Supplied passage:
*** Begin section ***

As noted, the DSHEA (spearheaded by the likes of Orrin Hatch and Tom Harkin) has short-circuited this process for supplements, to the glee of supplement companies.

Actually, this is a problem with FDA-approved medications as well. I used to know a lady who had a stroke in her early twenties. She was sure that it was birth control pills that caused it, and if you look at the information sheet that comes with any BCP, you’ll see stroke listed as one of the possible serious “side effects”. She was facing daily migraines of varying intensity for the rest of her life as a result. Despite taking her off The Pill and prescribing migraine cocktails, none of her doctors would agree that it was the pill that caused it. They suggested that perhaps she had a pre-existing, undiagnosed vascular defect in her brain. There was no way to prove it or prove the opposite.

I think the only way to get something taken off the market is if LOTS of people die or are harmed, and the entire population of harmed/killed people can be somehow proven to be the result of the drug in question.

The FDA shouldn’t regulate herbs as drugs, they should be regulated as herbs, like the oregano or paprika in your spice cabinet. This is more of an issue for the FTC or Dept. or Agriculture. What has to be done is some oversight to ensure these herbs contain what they say they do, and they shouldn’t be advertised as having medical benefits. If you want to treat cancer with Old Bay Seasoning and dried parsley flakes go ahead the government shouldn’t stop you.

*** End section ***

Supplied information:
*** Begin section ***

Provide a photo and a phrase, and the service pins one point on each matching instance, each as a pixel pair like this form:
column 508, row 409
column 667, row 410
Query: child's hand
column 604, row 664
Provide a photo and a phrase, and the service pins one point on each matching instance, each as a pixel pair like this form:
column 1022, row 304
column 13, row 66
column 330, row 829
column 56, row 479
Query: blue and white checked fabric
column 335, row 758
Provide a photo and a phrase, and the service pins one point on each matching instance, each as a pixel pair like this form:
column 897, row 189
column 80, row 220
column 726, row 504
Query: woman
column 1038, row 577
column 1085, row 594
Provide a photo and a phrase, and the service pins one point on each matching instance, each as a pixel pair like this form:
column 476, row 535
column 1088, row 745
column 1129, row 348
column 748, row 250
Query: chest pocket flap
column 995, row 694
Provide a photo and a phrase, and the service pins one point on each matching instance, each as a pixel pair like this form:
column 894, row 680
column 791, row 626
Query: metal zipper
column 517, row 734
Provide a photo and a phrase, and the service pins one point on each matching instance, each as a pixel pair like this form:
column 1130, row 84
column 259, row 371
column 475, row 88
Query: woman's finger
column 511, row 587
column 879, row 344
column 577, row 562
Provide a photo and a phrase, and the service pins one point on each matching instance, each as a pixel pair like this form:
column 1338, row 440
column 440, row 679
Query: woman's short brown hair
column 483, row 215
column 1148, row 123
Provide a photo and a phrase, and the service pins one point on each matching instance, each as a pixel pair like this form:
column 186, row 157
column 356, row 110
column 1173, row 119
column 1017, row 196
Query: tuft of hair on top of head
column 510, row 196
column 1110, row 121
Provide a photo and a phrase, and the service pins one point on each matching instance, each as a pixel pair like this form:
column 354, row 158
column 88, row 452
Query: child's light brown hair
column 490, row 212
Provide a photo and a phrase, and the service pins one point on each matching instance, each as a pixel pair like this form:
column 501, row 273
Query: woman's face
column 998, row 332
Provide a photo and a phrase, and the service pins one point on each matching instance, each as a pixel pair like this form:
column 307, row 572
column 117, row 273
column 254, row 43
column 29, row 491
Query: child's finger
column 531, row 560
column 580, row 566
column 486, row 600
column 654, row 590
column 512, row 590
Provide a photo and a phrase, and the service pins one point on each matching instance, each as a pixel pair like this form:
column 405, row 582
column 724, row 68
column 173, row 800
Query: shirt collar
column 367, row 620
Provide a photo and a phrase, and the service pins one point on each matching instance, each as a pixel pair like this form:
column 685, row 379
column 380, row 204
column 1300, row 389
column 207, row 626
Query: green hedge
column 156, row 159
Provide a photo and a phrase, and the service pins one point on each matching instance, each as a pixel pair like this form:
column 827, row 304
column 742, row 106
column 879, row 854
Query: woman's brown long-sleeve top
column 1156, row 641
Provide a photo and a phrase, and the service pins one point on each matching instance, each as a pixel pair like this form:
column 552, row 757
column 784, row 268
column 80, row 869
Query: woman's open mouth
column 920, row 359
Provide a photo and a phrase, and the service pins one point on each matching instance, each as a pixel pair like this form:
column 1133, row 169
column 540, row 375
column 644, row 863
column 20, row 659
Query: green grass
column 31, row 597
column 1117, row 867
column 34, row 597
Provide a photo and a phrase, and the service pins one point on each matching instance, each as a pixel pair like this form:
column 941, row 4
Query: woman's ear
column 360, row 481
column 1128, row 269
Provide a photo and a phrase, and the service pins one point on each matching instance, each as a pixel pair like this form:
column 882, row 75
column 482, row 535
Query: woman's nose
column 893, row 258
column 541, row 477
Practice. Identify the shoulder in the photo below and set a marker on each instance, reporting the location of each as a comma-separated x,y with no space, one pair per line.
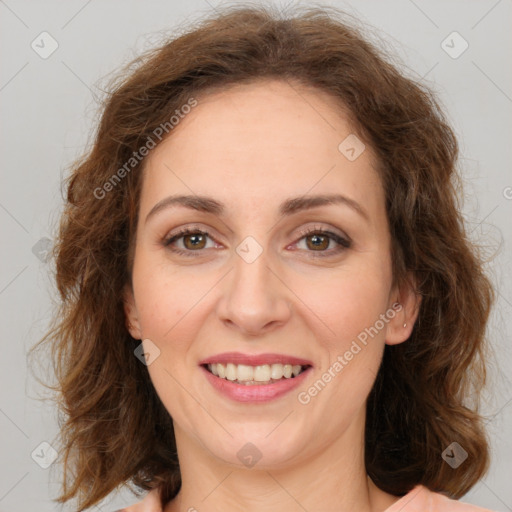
150,503
421,499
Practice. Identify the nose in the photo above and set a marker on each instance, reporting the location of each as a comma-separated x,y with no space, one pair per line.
255,299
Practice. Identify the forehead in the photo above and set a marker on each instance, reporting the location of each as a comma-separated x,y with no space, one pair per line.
259,143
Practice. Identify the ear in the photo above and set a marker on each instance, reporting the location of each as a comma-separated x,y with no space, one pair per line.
130,311
400,326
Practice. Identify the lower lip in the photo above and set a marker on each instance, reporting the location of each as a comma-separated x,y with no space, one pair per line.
256,392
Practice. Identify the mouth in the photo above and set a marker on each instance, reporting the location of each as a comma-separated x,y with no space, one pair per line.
258,375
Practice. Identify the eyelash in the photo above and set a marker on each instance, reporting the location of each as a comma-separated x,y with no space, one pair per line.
343,243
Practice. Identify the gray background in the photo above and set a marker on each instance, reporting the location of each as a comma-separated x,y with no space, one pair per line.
48,111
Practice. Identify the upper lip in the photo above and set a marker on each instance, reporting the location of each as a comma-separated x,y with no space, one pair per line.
254,359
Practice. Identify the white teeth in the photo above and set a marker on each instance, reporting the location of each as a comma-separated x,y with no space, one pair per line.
231,373
254,374
262,373
276,371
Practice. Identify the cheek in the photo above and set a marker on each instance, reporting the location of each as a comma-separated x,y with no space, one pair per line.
348,301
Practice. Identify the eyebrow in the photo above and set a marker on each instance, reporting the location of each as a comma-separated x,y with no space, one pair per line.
288,207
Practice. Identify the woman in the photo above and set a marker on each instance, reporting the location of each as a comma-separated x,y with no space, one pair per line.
269,301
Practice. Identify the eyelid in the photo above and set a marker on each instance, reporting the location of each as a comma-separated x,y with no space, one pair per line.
342,240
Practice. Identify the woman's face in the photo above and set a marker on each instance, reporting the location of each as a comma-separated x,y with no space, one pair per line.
264,280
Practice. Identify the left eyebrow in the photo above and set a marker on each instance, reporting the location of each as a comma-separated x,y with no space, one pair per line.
287,208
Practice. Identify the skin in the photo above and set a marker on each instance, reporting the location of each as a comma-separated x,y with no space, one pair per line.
251,147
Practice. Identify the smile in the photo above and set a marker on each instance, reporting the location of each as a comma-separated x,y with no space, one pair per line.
255,375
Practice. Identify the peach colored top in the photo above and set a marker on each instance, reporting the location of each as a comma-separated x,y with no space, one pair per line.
420,499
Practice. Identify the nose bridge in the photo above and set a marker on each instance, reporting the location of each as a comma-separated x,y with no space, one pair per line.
253,297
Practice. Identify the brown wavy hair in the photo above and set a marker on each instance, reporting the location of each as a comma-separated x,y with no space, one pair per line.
114,428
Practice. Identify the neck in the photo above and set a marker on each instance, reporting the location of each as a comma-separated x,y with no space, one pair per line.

*** End section ***

Exercises to complete:
[1] Answer these from the passage on supplement regulation:
(a) Who does it say spearheaded the DSHEA?
(b) What did the woman's doctors suggest might have caused her stroke instead of the pill?
(c) Which agencies does the writer say herbs are more of an issue for?
[2] Carry on the passage on supplement regulation from its last sentence.

Responses by item number:
[1]
(a) Orrin Hatch and Tom Harkin.
(b) A pre-existing, undiagnosed vascular defect in her brain.
(c) The FTC or the Dept. of Agriculture.

[2]
What amuses me is that the advertisements for these herbal supplements have a statement (apparently required by the FDA) that says, “These statements have not been evaluated by the Food and Drug Administration. This product is not intended to diagnose, treat, cure, or prevent any disease.” And then the ads go on to make what sound very much like claims that the herbal supplement can treat, cure or prevent some disease.

Bill Door, thank you for that view of the other side of the issue.

No. There is more than one act for which Orrin Hatch was the primary sponsor, but there are only two Hatch Acts, neither of which has anything to do with him. One dates from 1939 and was sponsored by Carl Hatch - no relation - and prohibits federal employees from engaging in certain political activity. The other is from 1887 and funded agricultural research. Nobody has ever called the DSHEA “the Hatch Act,” or even an “Hatch Act.”

Wasn’t Virginia’s ex-governor Bob McDonnell tried for taking bribes from at least two supplement companies? Turns out that taking such payments isn’t quite illegal in Virginia but still, the fact there is more than one supplement business paying off politicians should sound some alarms.

Here’s a long article on the subject. Some excerpts:

That’s a long quote from a much longer post, which contains plenty of citations. Orac is nothing if not thorough.

This Quack Miranda Warning only is required if the manufacturer “claims, explicitly or implicitly, that the product… has an effect on a specific disease or class of diseases.”

This. ^^

Yes, some pharmas do own supplement companies - and you’ll find that those supplement companies are among the best-behaved in their industry - Centrum, One-A-Day, etc. Partly, because their parent company actually does real science, and partly because their parent company doesn’t want a festering sore of a lawsuit-target attached to their bottom line. This is not to say that there’s not a lot of hucksterism going on, because there is, but do try to place the blame where it belongs.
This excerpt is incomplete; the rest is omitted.